== PROVIDED PASSAGE ==
A dozen universities have told halls residents they will not have to pay rent for the rest of this term as Coronavirus closes down campuses, and activists are now turning their attention to private landlords.
Students are winning significant rent concessions from universities including reductions and rent holidays, helped by a flurry of rent strikes targeted at both public and private landlords.
The campaign is broad and seeks to persuade student landlords to cancel tenants’ rents until they return to study and the crisis is over.
The campaign is being supported by a ‘Can’t Pay, Won’t Pay’ handbook (pictured) produced by www.rent-strike.org/universities which is a national collective of student housing campaigners and activists.
Some universities (see below) have agreed to cancel the third term’s rent assuming the pandemic continues, and the activists are now targeting private landlords.
The campaign says 150 students at a halls of residence run by private landlord in London have already gone on strike, while over 400 students have joined a Facebook page in Plymouth calling for a rent strike across the city’s four universities for those in private accommodation.

== STUDY QUESTIONS ==
1. Output the part of the student rent strike article that opens with the words containing "The campaign says" and closes with "in private accommodation.".
2. In the student rent strike article, how many students have joined a Facebook page in Plymouth calling for a rent strike?
3. Resume the student rent strike article right after its final sentence.
These items come from a separate source, not from the student rent strike article.

(Stored items)

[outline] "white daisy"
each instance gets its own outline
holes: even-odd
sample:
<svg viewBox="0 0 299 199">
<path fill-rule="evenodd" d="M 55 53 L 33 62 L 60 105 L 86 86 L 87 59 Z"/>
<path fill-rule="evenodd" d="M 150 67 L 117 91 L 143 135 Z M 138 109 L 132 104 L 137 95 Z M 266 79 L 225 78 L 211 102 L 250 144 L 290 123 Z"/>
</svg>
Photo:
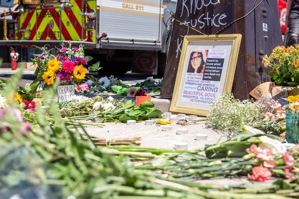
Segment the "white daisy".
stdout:
<svg viewBox="0 0 299 199">
<path fill-rule="evenodd" d="M 101 78 L 98 80 L 98 82 L 99 84 L 103 85 L 103 86 L 106 88 L 110 85 L 110 81 L 109 81 L 109 79 L 107 78 L 107 76 L 105 76 L 102 78 Z"/>
</svg>

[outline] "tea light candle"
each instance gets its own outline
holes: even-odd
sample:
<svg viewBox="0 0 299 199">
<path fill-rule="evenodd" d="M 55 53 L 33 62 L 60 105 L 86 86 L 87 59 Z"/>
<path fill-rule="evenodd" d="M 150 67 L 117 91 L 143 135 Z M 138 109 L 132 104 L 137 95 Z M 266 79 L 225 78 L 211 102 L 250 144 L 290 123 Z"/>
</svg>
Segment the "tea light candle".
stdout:
<svg viewBox="0 0 299 199">
<path fill-rule="evenodd" d="M 186 135 L 188 134 L 188 129 L 186 128 L 178 128 L 176 134 L 178 135 Z"/>
<path fill-rule="evenodd" d="M 174 143 L 174 148 L 175 149 L 188 149 L 188 144 L 182 142 L 176 142 Z"/>
<path fill-rule="evenodd" d="M 189 120 L 194 120 L 196 119 L 197 116 L 196 115 L 189 115 L 188 118 Z"/>
<path fill-rule="evenodd" d="M 136 120 L 134 119 L 130 119 L 127 121 L 127 125 L 135 125 L 136 124 Z"/>
<path fill-rule="evenodd" d="M 198 133 L 195 135 L 195 139 L 198 141 L 206 141 L 208 140 L 208 135 Z"/>
<path fill-rule="evenodd" d="M 162 130 L 164 131 L 170 131 L 172 130 L 172 126 L 170 125 L 166 125 L 166 126 L 162 126 Z"/>
<path fill-rule="evenodd" d="M 170 112 L 164 112 L 163 114 L 162 114 L 162 117 L 164 118 L 170 117 L 171 115 L 171 113 Z"/>
<path fill-rule="evenodd" d="M 171 121 L 176 121 L 176 120 L 177 120 L 177 117 L 171 116 L 169 118 L 169 120 Z"/>
<path fill-rule="evenodd" d="M 178 117 L 180 119 L 183 119 L 185 118 L 185 117 L 186 116 L 186 114 L 183 114 L 183 113 L 179 113 L 177 114 L 177 117 Z"/>
<path fill-rule="evenodd" d="M 152 124 L 153 124 L 153 122 L 154 122 L 154 121 L 151 120 L 150 119 L 148 120 L 146 120 L 146 124 L 147 124 L 147 125 L 152 125 Z"/>
</svg>

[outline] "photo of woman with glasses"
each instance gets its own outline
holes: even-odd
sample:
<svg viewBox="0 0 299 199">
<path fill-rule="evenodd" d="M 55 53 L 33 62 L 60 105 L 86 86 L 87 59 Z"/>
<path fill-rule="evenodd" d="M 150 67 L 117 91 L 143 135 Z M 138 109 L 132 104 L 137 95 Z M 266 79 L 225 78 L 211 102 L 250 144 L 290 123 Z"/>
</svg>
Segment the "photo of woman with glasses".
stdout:
<svg viewBox="0 0 299 199">
<path fill-rule="evenodd" d="M 191 53 L 187 73 L 203 73 L 205 64 L 203 55 L 202 52 L 199 51 Z"/>
</svg>

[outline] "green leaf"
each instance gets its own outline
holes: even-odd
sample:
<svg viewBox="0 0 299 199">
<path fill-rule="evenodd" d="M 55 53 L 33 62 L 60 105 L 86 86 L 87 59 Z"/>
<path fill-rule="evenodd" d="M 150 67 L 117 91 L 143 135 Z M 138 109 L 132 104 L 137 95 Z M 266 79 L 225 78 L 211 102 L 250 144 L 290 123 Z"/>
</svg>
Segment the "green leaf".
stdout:
<svg viewBox="0 0 299 199">
<path fill-rule="evenodd" d="M 89 71 L 97 71 L 102 68 L 102 67 L 100 67 L 100 62 L 98 62 L 95 64 L 93 64 L 91 66 L 90 66 L 88 68 L 88 70 Z"/>
<path fill-rule="evenodd" d="M 154 109 L 147 113 L 149 118 L 159 118 L 162 114 L 162 111 L 158 109 Z"/>
</svg>

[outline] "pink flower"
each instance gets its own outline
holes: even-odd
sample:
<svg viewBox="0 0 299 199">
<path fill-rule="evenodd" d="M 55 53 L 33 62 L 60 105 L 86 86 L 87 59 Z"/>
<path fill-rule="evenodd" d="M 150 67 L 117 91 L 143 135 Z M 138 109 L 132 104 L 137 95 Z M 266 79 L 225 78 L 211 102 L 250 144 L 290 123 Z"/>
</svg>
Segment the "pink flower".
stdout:
<svg viewBox="0 0 299 199">
<path fill-rule="evenodd" d="M 63 53 L 63 52 L 65 52 L 66 51 L 66 50 L 67 50 L 67 48 L 64 47 L 63 48 L 62 48 L 59 51 L 59 52 L 60 52 L 61 53 Z"/>
<path fill-rule="evenodd" d="M 65 61 L 62 62 L 62 70 L 65 73 L 72 73 L 75 69 L 74 62 L 71 61 Z"/>
<path fill-rule="evenodd" d="M 22 102 L 24 103 L 27 110 L 29 111 L 33 111 L 35 110 L 35 102 L 34 101 L 28 101 L 26 100 L 22 100 Z"/>
<path fill-rule="evenodd" d="M 87 65 L 88 64 L 87 60 L 86 60 L 85 58 L 80 57 L 77 57 L 75 59 L 75 65 L 79 65 L 80 64 Z"/>
<path fill-rule="evenodd" d="M 252 174 L 247 174 L 248 179 L 251 181 L 264 182 L 272 176 L 272 174 L 267 168 L 261 166 L 254 167 L 252 169 Z"/>
<path fill-rule="evenodd" d="M 137 89 L 136 89 L 135 87 L 131 87 L 127 90 L 127 93 L 128 93 L 128 95 L 127 96 L 129 97 L 134 97 L 135 96 L 135 94 L 136 94 L 137 92 Z"/>
<path fill-rule="evenodd" d="M 295 144 L 295 146 L 294 146 L 294 149 L 295 149 L 295 150 L 296 150 L 296 151 L 297 151 L 298 153 L 299 153 L 299 144 Z"/>
<path fill-rule="evenodd" d="M 287 167 L 284 169 L 284 171 L 285 173 L 286 173 L 287 174 L 285 176 L 285 178 L 287 179 L 292 179 L 292 173 L 291 171 L 291 168 L 290 167 Z"/>
<path fill-rule="evenodd" d="M 273 156 L 271 150 L 268 148 L 263 149 L 262 148 L 258 147 L 255 144 L 252 144 L 250 148 L 248 148 L 246 150 L 248 153 L 254 153 L 257 158 L 264 161 L 273 160 Z"/>
</svg>

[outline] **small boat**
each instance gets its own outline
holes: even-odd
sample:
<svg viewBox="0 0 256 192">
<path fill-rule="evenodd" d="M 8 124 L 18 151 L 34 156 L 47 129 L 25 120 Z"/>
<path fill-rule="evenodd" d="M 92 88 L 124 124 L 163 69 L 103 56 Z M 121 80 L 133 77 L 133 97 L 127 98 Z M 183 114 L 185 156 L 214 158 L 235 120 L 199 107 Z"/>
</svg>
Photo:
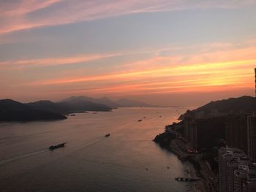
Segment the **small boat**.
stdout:
<svg viewBox="0 0 256 192">
<path fill-rule="evenodd" d="M 199 180 L 198 178 L 189 178 L 189 177 L 176 177 L 175 178 L 176 180 L 178 181 L 197 181 Z"/>
<path fill-rule="evenodd" d="M 63 143 L 61 143 L 61 144 L 59 144 L 57 145 L 51 145 L 49 147 L 49 150 L 56 150 L 56 149 L 58 149 L 58 148 L 60 148 L 60 147 L 65 147 L 65 144 L 67 142 L 63 142 Z"/>
</svg>

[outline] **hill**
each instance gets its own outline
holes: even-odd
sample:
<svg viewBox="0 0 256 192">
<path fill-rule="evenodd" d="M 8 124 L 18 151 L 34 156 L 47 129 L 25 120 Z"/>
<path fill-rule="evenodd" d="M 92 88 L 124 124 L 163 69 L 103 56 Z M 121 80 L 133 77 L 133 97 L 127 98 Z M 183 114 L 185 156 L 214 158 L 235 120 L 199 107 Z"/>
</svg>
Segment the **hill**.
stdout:
<svg viewBox="0 0 256 192">
<path fill-rule="evenodd" d="M 106 106 L 108 106 L 111 108 L 117 108 L 117 107 L 155 107 L 151 104 L 148 104 L 146 103 L 135 101 L 135 100 L 131 100 L 127 99 L 121 99 L 117 101 L 113 101 L 110 99 L 108 97 L 102 97 L 102 98 L 91 98 L 88 96 L 71 96 L 69 98 L 67 98 L 66 99 L 62 100 L 62 102 L 66 102 L 69 100 L 79 100 L 79 101 L 91 101 L 97 104 L 102 104 Z"/>
<path fill-rule="evenodd" d="M 230 98 L 228 99 L 211 101 L 193 112 L 204 112 L 210 113 L 213 110 L 217 110 L 222 113 L 247 113 L 256 110 L 256 99 L 252 96 L 244 96 L 238 98 Z"/>
<path fill-rule="evenodd" d="M 116 101 L 116 103 L 122 107 L 154 107 L 151 104 L 148 104 L 146 103 L 136 101 L 136 100 L 131 100 L 131 99 L 121 99 L 117 101 Z"/>
<path fill-rule="evenodd" d="M 72 96 L 59 102 L 59 104 L 67 104 L 75 111 L 110 111 L 112 110 L 105 104 L 91 101 L 90 99 L 85 96 Z"/>
<path fill-rule="evenodd" d="M 63 120 L 67 118 L 59 113 L 35 110 L 11 99 L 0 100 L 1 121 L 31 121 Z"/>
</svg>

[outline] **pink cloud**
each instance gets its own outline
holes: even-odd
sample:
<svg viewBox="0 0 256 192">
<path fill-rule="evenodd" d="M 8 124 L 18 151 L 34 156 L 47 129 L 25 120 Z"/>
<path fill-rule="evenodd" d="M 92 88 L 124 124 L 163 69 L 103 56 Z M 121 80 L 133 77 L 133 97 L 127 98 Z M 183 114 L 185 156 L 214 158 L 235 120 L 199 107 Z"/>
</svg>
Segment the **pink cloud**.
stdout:
<svg viewBox="0 0 256 192">
<path fill-rule="evenodd" d="M 255 1 L 200 1 L 197 4 L 189 0 L 148 1 L 64 1 L 29 0 L 1 3 L 0 9 L 0 34 L 37 27 L 63 25 L 80 21 L 115 17 L 138 12 L 173 11 L 211 7 L 235 8 L 255 4 Z M 58 7 L 53 5 L 58 4 Z M 29 17 L 33 12 L 45 9 L 47 13 L 38 17 Z"/>
</svg>

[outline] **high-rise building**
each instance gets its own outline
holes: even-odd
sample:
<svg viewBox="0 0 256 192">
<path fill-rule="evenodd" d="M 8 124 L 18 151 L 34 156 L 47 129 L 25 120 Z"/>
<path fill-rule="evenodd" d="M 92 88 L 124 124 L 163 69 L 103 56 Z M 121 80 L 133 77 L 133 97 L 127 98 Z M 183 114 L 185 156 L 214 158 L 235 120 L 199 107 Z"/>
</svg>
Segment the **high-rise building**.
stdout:
<svg viewBox="0 0 256 192">
<path fill-rule="evenodd" d="M 229 147 L 237 147 L 248 154 L 247 115 L 230 115 L 225 125 L 225 140 Z"/>
<path fill-rule="evenodd" d="M 256 191 L 256 166 L 242 150 L 222 147 L 218 161 L 220 192 Z"/>
<path fill-rule="evenodd" d="M 247 146 L 248 155 L 256 162 L 256 115 L 247 115 Z"/>
<path fill-rule="evenodd" d="M 237 147 L 256 162 L 256 114 L 233 115 L 227 118 L 227 145 Z"/>
</svg>

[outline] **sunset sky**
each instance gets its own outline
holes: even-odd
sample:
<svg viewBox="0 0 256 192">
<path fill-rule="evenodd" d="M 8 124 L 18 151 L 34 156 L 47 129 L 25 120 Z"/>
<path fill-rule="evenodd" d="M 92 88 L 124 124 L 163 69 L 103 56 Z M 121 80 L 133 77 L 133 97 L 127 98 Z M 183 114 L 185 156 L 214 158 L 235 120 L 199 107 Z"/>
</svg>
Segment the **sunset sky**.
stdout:
<svg viewBox="0 0 256 192">
<path fill-rule="evenodd" d="M 0 99 L 254 96 L 255 0 L 0 0 Z"/>
</svg>

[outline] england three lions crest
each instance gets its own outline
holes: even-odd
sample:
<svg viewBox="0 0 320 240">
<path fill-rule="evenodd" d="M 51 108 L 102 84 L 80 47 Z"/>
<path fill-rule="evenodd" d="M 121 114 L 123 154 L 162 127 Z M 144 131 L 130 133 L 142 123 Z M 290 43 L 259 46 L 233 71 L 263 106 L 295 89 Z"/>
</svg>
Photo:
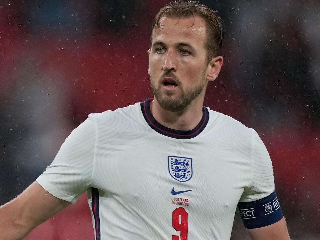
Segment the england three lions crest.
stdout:
<svg viewBox="0 0 320 240">
<path fill-rule="evenodd" d="M 179 182 L 185 182 L 192 176 L 192 159 L 189 157 L 168 156 L 169 173 Z"/>
</svg>

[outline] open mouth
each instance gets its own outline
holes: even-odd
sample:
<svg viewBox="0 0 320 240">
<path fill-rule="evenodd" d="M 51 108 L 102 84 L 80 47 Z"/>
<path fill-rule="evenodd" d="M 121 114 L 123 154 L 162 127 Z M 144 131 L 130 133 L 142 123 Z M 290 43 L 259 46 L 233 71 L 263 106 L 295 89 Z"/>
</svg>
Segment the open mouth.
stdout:
<svg viewBox="0 0 320 240">
<path fill-rule="evenodd" d="M 173 83 L 170 81 L 165 81 L 163 83 L 163 84 L 165 86 L 176 86 L 178 84 L 175 83 Z"/>
<path fill-rule="evenodd" d="M 163 84 L 167 87 L 177 87 L 178 85 L 176 80 L 172 77 L 165 77 L 162 82 Z"/>
</svg>

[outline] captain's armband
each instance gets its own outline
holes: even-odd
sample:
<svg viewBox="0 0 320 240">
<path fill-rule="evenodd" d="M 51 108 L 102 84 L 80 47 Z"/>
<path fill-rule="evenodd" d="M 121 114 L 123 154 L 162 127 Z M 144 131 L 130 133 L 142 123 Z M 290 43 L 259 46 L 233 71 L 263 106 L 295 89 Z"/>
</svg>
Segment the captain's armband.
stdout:
<svg viewBox="0 0 320 240">
<path fill-rule="evenodd" d="M 276 222 L 283 217 L 275 192 L 256 201 L 240 202 L 238 210 L 247 228 L 268 226 Z"/>
</svg>

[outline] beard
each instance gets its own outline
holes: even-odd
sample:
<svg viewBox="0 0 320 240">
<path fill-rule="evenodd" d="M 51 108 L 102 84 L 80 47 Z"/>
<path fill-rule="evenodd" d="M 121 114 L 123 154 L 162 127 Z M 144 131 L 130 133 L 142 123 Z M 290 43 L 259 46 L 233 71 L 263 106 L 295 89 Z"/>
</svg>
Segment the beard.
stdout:
<svg viewBox="0 0 320 240">
<path fill-rule="evenodd" d="M 158 82 L 158 85 L 156 86 L 152 80 L 152 77 L 150 76 L 151 86 L 155 97 L 160 106 L 163 108 L 171 112 L 179 112 L 183 110 L 189 106 L 191 102 L 197 97 L 206 86 L 206 81 L 205 77 L 206 69 L 203 71 L 202 74 L 198 79 L 195 82 L 196 85 L 189 87 L 184 91 L 183 84 L 173 74 L 165 73 L 164 74 Z M 180 88 L 181 92 L 179 96 L 174 97 L 171 93 L 164 93 L 161 91 L 161 80 L 165 77 L 170 77 L 174 78 Z"/>
</svg>

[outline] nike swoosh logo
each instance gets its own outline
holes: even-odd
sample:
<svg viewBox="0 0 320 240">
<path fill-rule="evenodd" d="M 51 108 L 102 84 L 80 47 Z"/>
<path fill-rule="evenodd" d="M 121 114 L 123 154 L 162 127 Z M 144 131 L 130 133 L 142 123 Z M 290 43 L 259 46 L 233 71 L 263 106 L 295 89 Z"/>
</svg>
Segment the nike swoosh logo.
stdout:
<svg viewBox="0 0 320 240">
<path fill-rule="evenodd" d="M 176 192 L 174 191 L 174 188 L 172 188 L 172 190 L 171 190 L 171 194 L 172 195 L 177 195 L 177 194 L 180 194 L 180 193 L 185 193 L 187 192 L 190 192 L 190 191 L 192 191 L 193 189 L 192 189 L 191 190 L 186 190 L 185 191 L 179 191 L 178 192 Z"/>
</svg>

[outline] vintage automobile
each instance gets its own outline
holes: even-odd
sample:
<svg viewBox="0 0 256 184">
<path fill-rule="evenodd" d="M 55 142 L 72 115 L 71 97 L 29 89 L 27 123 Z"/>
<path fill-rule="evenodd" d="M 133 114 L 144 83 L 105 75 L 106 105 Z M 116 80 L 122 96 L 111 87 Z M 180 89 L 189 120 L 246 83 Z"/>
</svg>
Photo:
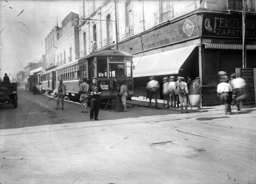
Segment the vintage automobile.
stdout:
<svg viewBox="0 0 256 184">
<path fill-rule="evenodd" d="M 17 83 L 1 83 L 0 82 L 0 105 L 11 103 L 17 108 L 18 97 Z"/>
</svg>

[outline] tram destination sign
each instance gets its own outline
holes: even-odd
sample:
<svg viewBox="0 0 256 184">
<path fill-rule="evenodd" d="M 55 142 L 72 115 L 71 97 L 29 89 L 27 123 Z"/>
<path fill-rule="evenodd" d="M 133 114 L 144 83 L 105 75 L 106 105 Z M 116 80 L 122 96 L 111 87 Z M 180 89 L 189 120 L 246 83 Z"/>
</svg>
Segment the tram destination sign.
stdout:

== PER-TASK OUTPUTS ==
1.
The campaign says 150 students at a halls of residence run by private landlord in London have already gone on strike, while over 400 students have joined a Facebook page in Plymouth calling for a rent strike across the city’s four universities for those in private accommodation.

2. Over 400 students.

3.
Rent reductions or suspensions, assuming students go home, have already been won at halls of residence in Cambridge, East Anglia, Huddersfield, Keele, Leeds, Liverpool, Manchester, Nottingham, Reading, Warwick and York.
A rent strike is under way at University of London halls of residence, and students in Bristol are in dispute with a major student accommodation lettings agency over rent payments.
The ‘Can’t Pay, Won’t Pay’ campaign is backed by the National Union of Students and also the Labour Party, whose shadow housing minister John Healey (replaced yesterday by Thangam Debbonaire) last week wrote to the Housing secretary Gavin Williamson asking for both public and private landlords to stop charging tenants rent who have returned home.